> MATERIAL FOR THIS EXERCISE:
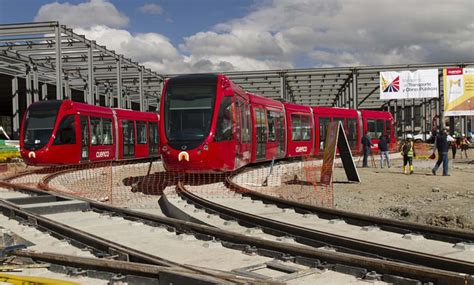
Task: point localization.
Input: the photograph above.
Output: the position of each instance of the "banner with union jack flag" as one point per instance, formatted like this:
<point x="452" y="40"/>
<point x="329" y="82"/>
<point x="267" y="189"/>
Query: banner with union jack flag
<point x="409" y="84"/>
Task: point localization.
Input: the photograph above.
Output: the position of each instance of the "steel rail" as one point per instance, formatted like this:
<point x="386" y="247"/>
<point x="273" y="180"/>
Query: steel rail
<point x="384" y="251"/>
<point x="98" y="243"/>
<point x="418" y="272"/>
<point x="116" y="266"/>
<point x="431" y="232"/>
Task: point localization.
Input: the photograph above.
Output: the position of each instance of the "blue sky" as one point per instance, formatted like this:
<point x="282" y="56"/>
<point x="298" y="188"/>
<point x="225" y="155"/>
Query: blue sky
<point x="179" y="36"/>
<point x="180" y="18"/>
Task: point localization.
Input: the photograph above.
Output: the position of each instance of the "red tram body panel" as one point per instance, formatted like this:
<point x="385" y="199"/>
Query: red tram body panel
<point x="67" y="132"/>
<point x="301" y="131"/>
<point x="376" y="124"/>
<point x="209" y="124"/>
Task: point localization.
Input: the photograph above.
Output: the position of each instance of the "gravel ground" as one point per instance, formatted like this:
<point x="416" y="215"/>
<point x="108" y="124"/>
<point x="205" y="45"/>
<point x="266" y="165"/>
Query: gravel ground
<point x="420" y="197"/>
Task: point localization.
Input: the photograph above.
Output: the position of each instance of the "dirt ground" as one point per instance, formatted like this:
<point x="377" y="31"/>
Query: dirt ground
<point x="420" y="197"/>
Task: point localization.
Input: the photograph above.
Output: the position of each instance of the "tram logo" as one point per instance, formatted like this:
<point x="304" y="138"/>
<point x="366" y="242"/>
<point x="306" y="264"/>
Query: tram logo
<point x="393" y="86"/>
<point x="183" y="155"/>
<point x="301" y="149"/>
<point x="101" y="154"/>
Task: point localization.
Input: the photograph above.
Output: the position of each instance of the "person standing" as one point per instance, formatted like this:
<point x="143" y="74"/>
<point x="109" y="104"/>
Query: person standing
<point x="454" y="146"/>
<point x="408" y="152"/>
<point x="464" y="145"/>
<point x="383" y="147"/>
<point x="366" y="144"/>
<point x="442" y="145"/>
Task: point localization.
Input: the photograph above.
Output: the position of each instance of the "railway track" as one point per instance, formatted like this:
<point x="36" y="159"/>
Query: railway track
<point x="309" y="229"/>
<point x="309" y="260"/>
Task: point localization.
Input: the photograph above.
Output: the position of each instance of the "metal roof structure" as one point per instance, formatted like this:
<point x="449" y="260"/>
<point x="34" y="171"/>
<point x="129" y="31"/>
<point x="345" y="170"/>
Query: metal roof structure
<point x="52" y="53"/>
<point x="49" y="54"/>
<point x="354" y="87"/>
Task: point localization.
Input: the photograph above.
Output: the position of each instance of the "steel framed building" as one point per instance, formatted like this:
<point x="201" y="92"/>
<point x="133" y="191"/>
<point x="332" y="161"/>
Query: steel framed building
<point x="46" y="60"/>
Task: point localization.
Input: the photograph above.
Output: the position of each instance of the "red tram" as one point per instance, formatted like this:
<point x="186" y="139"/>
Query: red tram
<point x="67" y="132"/>
<point x="210" y="124"/>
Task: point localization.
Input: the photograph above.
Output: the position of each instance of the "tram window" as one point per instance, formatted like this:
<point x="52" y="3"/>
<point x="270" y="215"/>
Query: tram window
<point x="388" y="128"/>
<point x="128" y="132"/>
<point x="300" y="128"/>
<point x="305" y="128"/>
<point x="295" y="127"/>
<point x="224" y="130"/>
<point x="128" y="138"/>
<point x="66" y="133"/>
<point x="153" y="138"/>
<point x="280" y="121"/>
<point x="107" y="137"/>
<point x="375" y="128"/>
<point x="246" y="127"/>
<point x="352" y="132"/>
<point x="141" y="132"/>
<point x="271" y="126"/>
<point x="339" y="120"/>
<point x="101" y="129"/>
<point x="323" y="126"/>
<point x="96" y="131"/>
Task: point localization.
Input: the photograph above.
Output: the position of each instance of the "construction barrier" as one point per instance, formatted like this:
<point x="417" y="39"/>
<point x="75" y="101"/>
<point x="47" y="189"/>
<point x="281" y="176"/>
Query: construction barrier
<point x="139" y="185"/>
<point x="31" y="280"/>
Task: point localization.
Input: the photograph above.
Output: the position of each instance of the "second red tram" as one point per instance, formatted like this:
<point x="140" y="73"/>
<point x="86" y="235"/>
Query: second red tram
<point x="67" y="132"/>
<point x="210" y="124"/>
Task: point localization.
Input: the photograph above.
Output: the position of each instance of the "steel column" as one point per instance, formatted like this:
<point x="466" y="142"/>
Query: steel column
<point x="44" y="91"/>
<point x="35" y="84"/>
<point x="90" y="77"/>
<point x="412" y="112"/>
<point x="59" y="68"/>
<point x="441" y="103"/>
<point x="403" y="119"/>
<point x="282" y="86"/>
<point x="15" y="107"/>
<point x="140" y="90"/>
<point x="438" y="114"/>
<point x="96" y="98"/>
<point x="395" y="117"/>
<point x="425" y="116"/>
<point x="67" y="89"/>
<point x="29" y="93"/>
<point x="354" y="90"/>
<point x="119" y="82"/>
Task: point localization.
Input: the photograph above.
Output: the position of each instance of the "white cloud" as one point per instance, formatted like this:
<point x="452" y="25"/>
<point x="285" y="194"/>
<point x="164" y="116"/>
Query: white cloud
<point x="291" y="33"/>
<point x="151" y="9"/>
<point x="350" y="32"/>
<point x="87" y="14"/>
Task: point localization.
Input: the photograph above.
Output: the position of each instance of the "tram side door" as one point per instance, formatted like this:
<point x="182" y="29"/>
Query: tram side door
<point x="261" y="133"/>
<point x="84" y="138"/>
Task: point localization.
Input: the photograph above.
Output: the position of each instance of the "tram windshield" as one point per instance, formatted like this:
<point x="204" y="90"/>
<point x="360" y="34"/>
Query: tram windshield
<point x="39" y="124"/>
<point x="188" y="113"/>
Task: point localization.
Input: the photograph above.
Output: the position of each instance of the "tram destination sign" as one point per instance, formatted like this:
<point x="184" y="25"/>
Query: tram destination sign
<point x="407" y="84"/>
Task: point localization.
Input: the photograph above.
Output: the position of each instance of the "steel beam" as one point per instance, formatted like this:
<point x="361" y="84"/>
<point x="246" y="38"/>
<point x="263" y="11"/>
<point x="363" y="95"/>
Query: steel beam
<point x="119" y="82"/>
<point x="15" y="107"/>
<point x="355" y="104"/>
<point x="29" y="88"/>
<point x="59" y="83"/>
<point x="44" y="91"/>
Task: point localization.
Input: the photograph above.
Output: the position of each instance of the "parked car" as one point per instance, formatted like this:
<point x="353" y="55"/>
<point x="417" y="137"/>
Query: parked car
<point x="423" y="137"/>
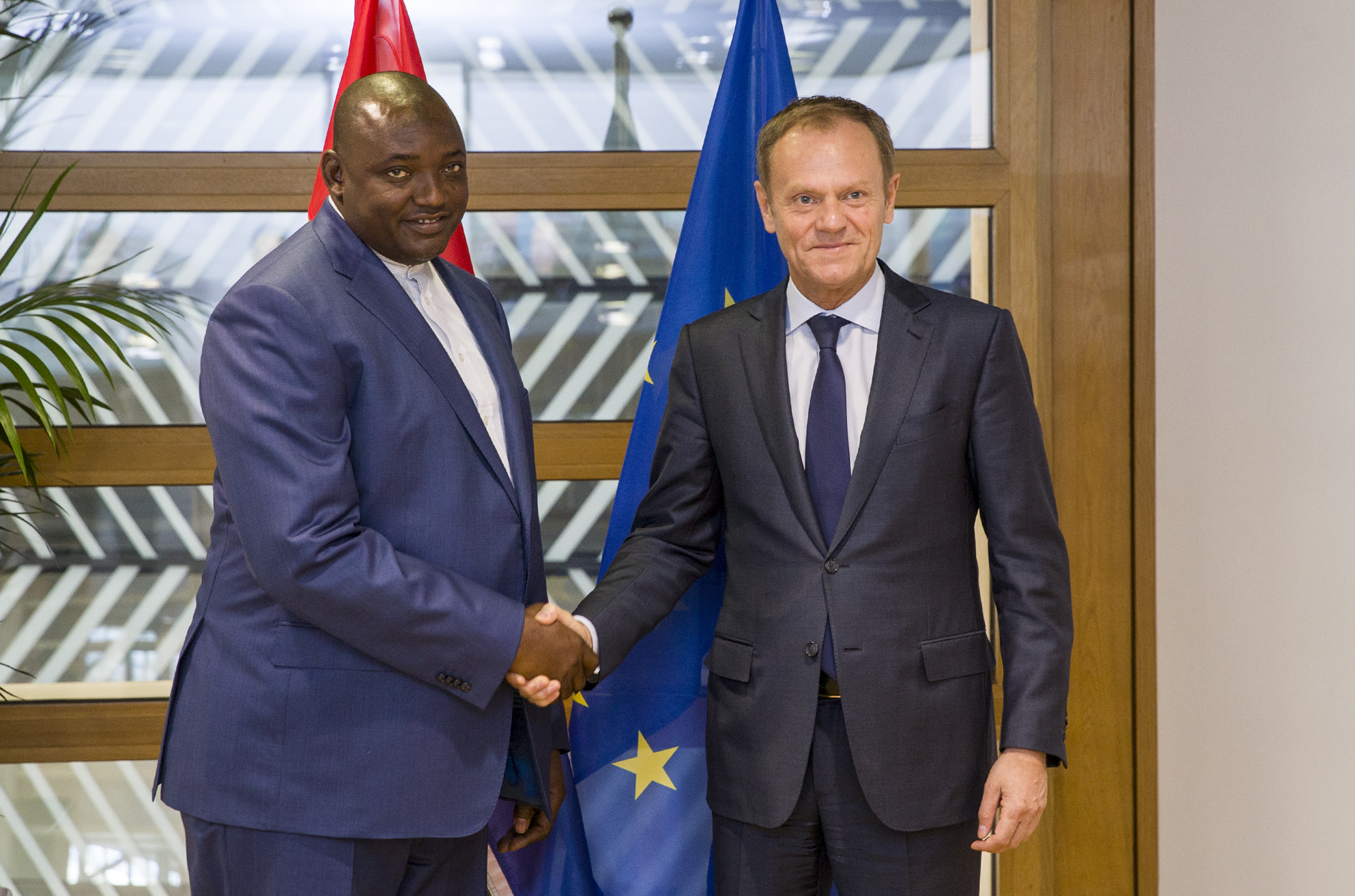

> AIM: Determine how many lines of the material above contain the string "barrier", and give only that number.

> RESULT OF THIS TASK: 2